Exercise details - Would you please give all the lines below again, exactly as they stand?

Data supplied: Begin

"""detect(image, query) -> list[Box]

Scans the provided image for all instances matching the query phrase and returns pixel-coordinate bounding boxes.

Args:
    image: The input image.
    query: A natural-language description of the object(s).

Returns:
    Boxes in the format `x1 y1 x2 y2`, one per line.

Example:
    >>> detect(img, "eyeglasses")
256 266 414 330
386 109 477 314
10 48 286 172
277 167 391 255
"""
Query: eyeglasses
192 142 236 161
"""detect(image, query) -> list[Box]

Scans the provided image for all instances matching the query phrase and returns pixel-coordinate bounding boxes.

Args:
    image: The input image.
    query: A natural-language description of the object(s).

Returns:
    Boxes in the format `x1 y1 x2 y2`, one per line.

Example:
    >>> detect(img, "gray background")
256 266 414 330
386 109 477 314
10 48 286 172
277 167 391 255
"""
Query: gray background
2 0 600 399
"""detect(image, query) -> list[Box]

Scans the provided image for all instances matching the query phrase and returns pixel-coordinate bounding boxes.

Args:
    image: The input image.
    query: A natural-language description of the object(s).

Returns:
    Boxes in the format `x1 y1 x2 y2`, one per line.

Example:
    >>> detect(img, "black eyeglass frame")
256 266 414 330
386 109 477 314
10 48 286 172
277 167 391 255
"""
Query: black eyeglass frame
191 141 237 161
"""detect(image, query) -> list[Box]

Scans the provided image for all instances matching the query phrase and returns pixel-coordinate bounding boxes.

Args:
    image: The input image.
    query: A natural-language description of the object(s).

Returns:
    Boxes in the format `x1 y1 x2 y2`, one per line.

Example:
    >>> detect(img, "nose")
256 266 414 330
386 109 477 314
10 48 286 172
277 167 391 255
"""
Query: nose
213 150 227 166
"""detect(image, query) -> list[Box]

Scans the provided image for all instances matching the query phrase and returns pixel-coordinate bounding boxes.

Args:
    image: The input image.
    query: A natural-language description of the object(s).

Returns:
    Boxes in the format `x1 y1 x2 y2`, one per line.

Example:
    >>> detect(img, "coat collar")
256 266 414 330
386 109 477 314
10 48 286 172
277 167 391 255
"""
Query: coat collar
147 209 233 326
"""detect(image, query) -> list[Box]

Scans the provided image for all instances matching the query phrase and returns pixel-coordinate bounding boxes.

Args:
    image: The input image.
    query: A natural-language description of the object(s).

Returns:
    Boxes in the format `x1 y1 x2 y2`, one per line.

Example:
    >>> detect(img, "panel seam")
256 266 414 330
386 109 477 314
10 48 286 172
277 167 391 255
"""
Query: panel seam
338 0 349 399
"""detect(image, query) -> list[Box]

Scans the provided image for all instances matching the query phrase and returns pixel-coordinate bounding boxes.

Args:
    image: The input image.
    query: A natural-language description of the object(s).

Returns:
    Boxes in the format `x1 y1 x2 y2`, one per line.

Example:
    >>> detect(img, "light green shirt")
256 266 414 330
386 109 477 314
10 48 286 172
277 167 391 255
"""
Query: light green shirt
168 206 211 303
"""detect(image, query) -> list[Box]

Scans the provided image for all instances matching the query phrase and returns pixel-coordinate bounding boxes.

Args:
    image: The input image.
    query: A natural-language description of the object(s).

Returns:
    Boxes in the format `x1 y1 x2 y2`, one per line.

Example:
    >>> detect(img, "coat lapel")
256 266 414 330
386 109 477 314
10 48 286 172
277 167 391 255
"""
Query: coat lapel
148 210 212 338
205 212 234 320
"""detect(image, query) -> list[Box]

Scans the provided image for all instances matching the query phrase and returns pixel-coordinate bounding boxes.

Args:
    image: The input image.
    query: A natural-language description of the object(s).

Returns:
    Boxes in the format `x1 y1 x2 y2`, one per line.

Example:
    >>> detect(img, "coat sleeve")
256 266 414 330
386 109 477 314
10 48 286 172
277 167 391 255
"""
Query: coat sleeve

Data supplied: End

Reply to the exercise -
"""detect(image, query) -> list[Box]

Scans the provided image for all instances matching the query phrase and returns pixel-coordinate bounding boxes.

Args:
    image: The input image.
    query: A natural-language description of the object(s).

Returns:
    Boxes in the format `x1 y1 x2 y2`, one per line.

Example:
    >>> detect(img, "eyeglasses")
256 266 414 330
386 109 477 314
10 48 286 172
277 167 391 255
"""
Query: eyeglasses
192 142 236 161
"""detect(image, query) -> list[Box]

Scans the provided image for all instances matching the query phrase and returns pixel-coordinate bounding boxes.

Args:
    image: The input image.
    query: A natural-language description of the object(s).

Returns:
    Boxes in the format `x1 y1 x2 y2`, one per line.

Example:
    >>> detect(img, "gray background")
256 266 414 330
386 109 477 314
10 48 286 172
277 167 391 255
"""
Query: gray background
2 0 600 399
"""detect(image, query) -> list[Box]

Scans the provided image for all instances matching the query phrase and returns pixel-coordinate bounding boxes.

Args:
    image: The input image.
    query: A natural-language description of the object(s).

Returns:
    Boxes in the format `x1 y1 x2 y2`, one per line.

Example:
    >>> detect(img, "black eyeglass frame")
256 266 414 330
386 109 477 314
10 48 286 172
277 167 391 255
"""
Query: black eyeglass frame
191 141 237 161
"""detect(image, query) -> list[Box]

Scans the provided image for all instances matching the query phrase and returns pixel-coordinate bounding boxes.

Args:
    image: The input image.
    query: A natural-language description of the object(s).

Returns:
    Boxes in the format `x1 y1 x2 y2`, one per line.

Example:
    >>> detect(img, "nose")
256 266 414 330
386 109 477 314
10 48 286 172
277 167 391 255
"""
Query: nose
213 150 227 166
"""detect(image, query) -> list[Box]

Scans the provided image for all instances matching the query phrase and returns pixel-coordinate bounding boxes.

Args:
    image: The input image.
    query: A natural-language description of the object(s).

Returns:
    Boxes in the format `x1 y1 x2 y2`, one per line.

Example:
    >>> detect(img, "coat collar")
256 266 414 330
386 109 477 314
10 48 286 172
277 167 391 255
"""
Query: coat collar
147 209 233 326
"""detect(image, query) -> list[Box]

Scans the provided image for all instances matching the query phrase and returns pixel-coordinate bounding boxes.

Args:
    image: The input image.
    query: A natural-language description of the object(s).

Returns:
    Boxes in the format `x1 y1 x2 y2`, one per line.

Example:
    >>> detect(img, "panel seam")
256 266 414 330
386 109 477 314
10 48 286 172
277 167 391 255
"""
Query: panel seam
338 0 349 399
"""detect(image, query) -> list[Box]

Scans the provided image for all instances matching the query phrase and returns pixel-coordinate bounding boxes.

Args:
    image: The input image.
    query: A natural-language description of the object(s).

Returns:
    Boxes in the format `x1 y1 x2 y2`, one per line.

Example:
    >>> detect(img, "light green shirt")
256 266 414 330
386 109 477 314
10 48 286 172
277 167 391 255
"""
Query: light green shirt
168 206 211 303
"""detect(image, query) -> list[Box]

Scans the provided image for all instances matching the query phrase and returns pixel-coordinate bounding boxes.

Args:
    image: The input image.
    query: A natural-language description of the object(s).

Returns:
    Boxes in the format `x1 y1 x2 y2`, one per line.

Example:
    >>> detect(img, "coat lapel")
256 266 414 330
386 109 477 314
10 48 286 172
277 167 391 255
"""
Query: coat lapel
148 210 212 338
205 212 234 320
"""detect(image, query) -> list[Box]

Scans the provided image for all instances matching the query phrase and returns pixel-coordinate bounding boxes.

Args:
    image: The input image.
    query: A natural-language description of the object(s).

Returns:
    Boxes in the format `x1 y1 x2 y2`, one per line.

Example:
    >>> detect(img, "coat sleeve")
256 266 414 330
386 109 477 314
10 48 286 172
277 167 391 255
"""
Query: coat sleeve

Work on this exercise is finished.